Input records:
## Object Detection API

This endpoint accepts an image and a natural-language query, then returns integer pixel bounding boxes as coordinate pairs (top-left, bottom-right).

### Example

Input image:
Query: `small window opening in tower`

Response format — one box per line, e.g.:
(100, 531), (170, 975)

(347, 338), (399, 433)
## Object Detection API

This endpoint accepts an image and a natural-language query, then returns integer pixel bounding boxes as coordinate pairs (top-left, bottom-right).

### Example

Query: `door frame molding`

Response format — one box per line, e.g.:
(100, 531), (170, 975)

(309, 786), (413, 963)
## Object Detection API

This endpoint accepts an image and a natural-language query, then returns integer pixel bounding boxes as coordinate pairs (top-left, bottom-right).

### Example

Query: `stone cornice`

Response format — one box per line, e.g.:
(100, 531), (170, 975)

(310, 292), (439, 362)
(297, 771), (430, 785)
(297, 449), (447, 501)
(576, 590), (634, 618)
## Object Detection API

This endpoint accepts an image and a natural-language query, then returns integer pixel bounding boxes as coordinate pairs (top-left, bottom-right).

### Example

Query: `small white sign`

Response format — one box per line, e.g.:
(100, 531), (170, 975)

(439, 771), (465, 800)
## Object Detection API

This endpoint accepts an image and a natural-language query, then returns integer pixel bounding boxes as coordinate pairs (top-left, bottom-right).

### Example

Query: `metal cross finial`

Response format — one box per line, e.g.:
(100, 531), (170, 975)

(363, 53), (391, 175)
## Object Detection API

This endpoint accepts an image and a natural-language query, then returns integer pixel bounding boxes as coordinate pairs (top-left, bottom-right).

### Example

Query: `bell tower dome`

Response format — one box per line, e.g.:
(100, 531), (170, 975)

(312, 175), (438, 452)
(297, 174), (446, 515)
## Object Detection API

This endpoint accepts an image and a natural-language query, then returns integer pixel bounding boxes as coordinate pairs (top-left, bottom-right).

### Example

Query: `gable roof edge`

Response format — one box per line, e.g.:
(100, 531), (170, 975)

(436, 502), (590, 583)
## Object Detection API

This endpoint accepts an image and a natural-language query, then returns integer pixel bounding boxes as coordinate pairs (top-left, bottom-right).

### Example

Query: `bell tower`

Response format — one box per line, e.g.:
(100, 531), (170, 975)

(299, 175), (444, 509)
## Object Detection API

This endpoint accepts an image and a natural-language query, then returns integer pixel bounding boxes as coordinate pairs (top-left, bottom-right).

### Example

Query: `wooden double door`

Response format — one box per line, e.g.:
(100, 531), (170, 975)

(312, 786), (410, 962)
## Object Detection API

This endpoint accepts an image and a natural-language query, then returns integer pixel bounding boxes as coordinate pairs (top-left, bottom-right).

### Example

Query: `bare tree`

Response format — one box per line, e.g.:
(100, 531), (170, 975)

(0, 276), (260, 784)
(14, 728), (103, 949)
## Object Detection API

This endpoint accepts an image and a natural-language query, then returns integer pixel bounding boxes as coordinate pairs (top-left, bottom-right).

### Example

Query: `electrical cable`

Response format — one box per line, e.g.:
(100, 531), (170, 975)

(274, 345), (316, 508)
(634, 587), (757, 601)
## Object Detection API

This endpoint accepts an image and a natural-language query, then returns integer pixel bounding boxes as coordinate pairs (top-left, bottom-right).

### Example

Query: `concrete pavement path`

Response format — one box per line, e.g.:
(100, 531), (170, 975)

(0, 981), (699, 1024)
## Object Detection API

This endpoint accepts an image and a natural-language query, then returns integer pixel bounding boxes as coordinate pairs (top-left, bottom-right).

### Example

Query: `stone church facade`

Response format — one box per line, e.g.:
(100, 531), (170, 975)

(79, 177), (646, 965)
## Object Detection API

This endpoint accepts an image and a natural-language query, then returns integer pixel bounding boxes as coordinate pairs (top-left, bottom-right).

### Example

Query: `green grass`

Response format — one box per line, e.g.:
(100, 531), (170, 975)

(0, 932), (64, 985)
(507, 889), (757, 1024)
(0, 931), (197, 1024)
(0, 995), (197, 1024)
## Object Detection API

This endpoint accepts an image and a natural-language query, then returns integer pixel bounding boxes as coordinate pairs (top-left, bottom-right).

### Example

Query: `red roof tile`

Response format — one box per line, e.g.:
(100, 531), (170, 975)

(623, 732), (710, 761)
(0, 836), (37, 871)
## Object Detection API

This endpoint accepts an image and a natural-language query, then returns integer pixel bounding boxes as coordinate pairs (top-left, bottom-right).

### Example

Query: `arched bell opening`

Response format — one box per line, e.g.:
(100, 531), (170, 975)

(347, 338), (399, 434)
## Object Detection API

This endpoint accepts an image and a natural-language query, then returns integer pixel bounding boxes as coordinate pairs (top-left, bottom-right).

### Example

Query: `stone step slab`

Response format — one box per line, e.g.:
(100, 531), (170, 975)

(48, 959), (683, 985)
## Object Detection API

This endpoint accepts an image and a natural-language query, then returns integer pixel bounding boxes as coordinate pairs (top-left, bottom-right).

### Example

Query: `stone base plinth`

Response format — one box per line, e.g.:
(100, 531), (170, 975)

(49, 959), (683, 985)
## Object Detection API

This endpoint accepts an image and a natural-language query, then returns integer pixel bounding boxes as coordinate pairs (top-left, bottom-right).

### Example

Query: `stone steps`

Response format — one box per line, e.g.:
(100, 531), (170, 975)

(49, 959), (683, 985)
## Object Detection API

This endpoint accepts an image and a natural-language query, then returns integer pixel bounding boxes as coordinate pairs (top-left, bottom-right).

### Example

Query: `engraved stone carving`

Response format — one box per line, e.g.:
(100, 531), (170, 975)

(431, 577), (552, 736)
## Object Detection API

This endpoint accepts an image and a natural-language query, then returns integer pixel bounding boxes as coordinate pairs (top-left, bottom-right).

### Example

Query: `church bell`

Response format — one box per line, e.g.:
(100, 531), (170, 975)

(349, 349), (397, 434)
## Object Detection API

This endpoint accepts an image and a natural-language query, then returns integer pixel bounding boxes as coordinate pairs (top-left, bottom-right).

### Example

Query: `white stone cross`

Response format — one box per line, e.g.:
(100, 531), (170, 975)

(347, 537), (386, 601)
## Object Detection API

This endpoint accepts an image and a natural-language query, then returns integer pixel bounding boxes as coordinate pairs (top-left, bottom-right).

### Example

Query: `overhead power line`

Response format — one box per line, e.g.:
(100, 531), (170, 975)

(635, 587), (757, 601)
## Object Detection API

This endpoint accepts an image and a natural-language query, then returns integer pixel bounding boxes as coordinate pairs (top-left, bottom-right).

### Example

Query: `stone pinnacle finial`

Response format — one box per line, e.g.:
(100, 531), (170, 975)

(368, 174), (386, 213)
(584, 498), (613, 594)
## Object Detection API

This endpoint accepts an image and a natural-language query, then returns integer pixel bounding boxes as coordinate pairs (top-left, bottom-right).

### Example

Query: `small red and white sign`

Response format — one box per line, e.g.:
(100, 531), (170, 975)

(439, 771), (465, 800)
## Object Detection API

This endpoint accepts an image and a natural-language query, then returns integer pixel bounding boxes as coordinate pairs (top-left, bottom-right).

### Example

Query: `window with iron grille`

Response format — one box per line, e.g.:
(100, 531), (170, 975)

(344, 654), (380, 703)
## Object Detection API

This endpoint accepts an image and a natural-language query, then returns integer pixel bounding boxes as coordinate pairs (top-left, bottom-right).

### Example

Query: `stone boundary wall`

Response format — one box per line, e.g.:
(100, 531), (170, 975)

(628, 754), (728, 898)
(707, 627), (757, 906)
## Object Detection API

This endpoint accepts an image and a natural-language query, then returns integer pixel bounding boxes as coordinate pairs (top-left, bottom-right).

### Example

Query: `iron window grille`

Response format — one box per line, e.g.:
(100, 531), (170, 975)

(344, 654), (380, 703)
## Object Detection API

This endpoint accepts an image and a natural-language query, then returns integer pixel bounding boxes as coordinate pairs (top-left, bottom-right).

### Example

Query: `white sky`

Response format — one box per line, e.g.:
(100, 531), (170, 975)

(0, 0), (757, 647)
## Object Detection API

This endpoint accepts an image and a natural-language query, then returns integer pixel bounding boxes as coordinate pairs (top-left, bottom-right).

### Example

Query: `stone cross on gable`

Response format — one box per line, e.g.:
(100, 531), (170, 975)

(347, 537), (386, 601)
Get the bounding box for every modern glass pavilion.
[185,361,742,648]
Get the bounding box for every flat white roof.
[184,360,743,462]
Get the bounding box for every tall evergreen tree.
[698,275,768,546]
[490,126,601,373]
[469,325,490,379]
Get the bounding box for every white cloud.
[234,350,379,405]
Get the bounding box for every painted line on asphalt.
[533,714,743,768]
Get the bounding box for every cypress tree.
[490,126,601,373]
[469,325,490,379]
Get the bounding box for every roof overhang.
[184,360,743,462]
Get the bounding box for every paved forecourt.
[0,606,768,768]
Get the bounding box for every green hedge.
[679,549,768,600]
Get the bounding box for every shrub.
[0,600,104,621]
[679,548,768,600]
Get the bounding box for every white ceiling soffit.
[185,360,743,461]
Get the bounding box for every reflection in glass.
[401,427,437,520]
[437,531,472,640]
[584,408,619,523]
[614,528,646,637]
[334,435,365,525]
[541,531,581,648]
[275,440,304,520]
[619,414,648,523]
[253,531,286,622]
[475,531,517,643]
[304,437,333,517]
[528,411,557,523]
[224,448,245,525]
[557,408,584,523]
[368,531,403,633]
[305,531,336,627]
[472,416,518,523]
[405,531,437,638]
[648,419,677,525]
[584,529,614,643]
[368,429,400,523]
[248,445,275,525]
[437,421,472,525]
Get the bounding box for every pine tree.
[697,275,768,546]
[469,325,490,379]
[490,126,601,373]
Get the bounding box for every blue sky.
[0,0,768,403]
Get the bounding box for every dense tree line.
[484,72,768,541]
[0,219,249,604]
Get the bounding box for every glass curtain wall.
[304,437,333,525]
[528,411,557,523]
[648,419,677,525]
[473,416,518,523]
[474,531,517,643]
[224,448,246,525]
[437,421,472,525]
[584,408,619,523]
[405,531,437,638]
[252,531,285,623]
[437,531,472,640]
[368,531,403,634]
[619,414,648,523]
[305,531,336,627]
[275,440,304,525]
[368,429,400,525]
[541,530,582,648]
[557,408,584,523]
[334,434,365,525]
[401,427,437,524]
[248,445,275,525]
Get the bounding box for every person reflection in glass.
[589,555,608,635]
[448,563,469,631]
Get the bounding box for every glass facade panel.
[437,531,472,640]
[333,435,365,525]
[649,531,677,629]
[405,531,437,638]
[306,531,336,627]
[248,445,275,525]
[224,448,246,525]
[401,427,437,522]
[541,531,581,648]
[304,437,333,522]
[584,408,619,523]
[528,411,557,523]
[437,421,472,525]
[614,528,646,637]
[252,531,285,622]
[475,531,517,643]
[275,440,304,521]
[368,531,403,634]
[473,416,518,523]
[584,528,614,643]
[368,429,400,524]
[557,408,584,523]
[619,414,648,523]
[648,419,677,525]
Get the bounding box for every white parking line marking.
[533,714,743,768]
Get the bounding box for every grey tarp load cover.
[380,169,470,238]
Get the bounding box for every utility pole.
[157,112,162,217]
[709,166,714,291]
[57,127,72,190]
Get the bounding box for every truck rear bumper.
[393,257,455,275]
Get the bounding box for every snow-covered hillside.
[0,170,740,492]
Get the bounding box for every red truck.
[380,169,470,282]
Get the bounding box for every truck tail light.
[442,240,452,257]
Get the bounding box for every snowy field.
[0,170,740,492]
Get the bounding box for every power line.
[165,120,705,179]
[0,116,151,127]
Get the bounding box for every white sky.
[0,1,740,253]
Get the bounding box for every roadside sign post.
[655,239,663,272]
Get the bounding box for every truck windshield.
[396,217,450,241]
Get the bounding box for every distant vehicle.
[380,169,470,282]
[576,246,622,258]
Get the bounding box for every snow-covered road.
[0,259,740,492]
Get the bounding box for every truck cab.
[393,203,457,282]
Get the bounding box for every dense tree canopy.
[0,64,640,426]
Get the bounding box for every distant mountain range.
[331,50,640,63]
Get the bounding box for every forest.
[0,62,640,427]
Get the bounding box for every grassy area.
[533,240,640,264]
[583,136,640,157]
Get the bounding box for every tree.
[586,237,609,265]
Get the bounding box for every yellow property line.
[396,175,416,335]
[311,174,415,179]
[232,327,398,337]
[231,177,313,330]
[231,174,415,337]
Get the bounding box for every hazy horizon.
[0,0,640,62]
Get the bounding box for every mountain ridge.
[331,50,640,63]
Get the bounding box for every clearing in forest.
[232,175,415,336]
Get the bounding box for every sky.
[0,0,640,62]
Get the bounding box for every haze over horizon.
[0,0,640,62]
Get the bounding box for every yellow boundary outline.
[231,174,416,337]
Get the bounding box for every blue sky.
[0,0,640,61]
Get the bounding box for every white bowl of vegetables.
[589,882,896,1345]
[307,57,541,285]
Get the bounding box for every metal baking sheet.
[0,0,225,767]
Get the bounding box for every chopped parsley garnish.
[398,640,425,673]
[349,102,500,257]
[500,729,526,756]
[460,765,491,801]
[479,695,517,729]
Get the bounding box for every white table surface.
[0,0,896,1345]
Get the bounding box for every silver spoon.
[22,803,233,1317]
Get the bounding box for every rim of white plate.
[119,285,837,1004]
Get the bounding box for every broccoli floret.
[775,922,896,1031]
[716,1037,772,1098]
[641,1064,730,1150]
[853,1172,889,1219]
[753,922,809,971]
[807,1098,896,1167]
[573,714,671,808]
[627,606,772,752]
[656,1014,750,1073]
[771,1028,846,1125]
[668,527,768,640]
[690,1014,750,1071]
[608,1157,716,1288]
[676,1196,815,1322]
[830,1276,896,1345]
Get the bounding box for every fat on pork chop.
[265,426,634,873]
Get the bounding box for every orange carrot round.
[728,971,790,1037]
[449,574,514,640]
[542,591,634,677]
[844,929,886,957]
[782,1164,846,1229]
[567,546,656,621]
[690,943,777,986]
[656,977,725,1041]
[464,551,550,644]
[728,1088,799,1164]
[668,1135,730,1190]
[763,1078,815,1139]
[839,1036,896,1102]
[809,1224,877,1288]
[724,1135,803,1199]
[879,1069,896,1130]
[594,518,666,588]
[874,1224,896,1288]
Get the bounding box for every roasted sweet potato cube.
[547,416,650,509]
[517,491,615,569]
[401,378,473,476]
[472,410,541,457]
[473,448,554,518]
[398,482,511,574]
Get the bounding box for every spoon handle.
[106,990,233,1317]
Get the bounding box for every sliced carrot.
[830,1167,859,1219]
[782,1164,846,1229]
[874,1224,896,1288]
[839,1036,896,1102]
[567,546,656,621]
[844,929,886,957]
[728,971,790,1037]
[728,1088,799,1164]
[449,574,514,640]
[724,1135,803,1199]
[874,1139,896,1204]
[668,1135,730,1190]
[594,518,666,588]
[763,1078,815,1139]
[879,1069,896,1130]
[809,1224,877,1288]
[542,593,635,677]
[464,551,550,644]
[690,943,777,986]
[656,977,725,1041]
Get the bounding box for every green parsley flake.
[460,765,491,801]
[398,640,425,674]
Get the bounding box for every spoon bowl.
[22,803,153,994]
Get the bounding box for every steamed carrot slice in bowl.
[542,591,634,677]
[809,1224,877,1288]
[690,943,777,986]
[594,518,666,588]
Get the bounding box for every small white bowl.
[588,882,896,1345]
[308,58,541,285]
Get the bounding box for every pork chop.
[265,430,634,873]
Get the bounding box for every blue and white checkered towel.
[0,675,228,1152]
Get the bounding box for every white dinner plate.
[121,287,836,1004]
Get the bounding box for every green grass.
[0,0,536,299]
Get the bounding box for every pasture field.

Exercise aim: Pick out each line in the material above that contains the word "plate".

Task answer:
Get the bounding box for every rim of white plate.
Get the bounding box for every white dinner plate.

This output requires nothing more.